* _Material provided_:
============================================================

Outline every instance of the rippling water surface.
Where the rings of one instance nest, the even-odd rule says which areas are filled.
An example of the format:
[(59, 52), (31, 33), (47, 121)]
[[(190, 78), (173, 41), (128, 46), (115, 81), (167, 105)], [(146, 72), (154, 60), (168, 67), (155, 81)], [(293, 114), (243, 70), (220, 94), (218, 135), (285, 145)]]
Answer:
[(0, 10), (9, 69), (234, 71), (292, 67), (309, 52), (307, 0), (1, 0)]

============================================================

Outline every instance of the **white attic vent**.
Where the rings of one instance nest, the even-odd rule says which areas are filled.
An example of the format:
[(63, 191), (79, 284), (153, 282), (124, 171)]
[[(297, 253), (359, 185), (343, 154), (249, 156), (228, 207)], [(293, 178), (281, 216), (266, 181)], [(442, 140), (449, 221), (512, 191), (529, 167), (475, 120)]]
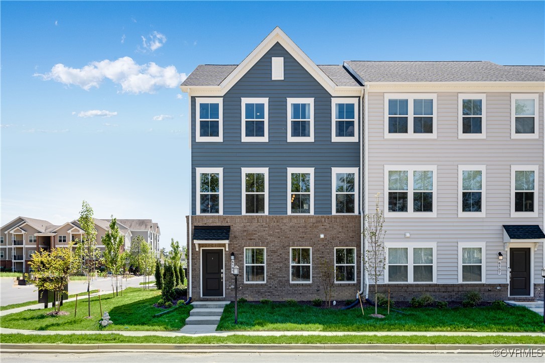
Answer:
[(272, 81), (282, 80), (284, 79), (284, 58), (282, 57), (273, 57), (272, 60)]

============================================================

* _Task goal_: Please find each line above that contains the string "Outline" and copy those lines out in full. Case counts.

* _Answer to this task_:
Outline every instance of the rippling water surface.
Outline every instance of the **white attic vent**.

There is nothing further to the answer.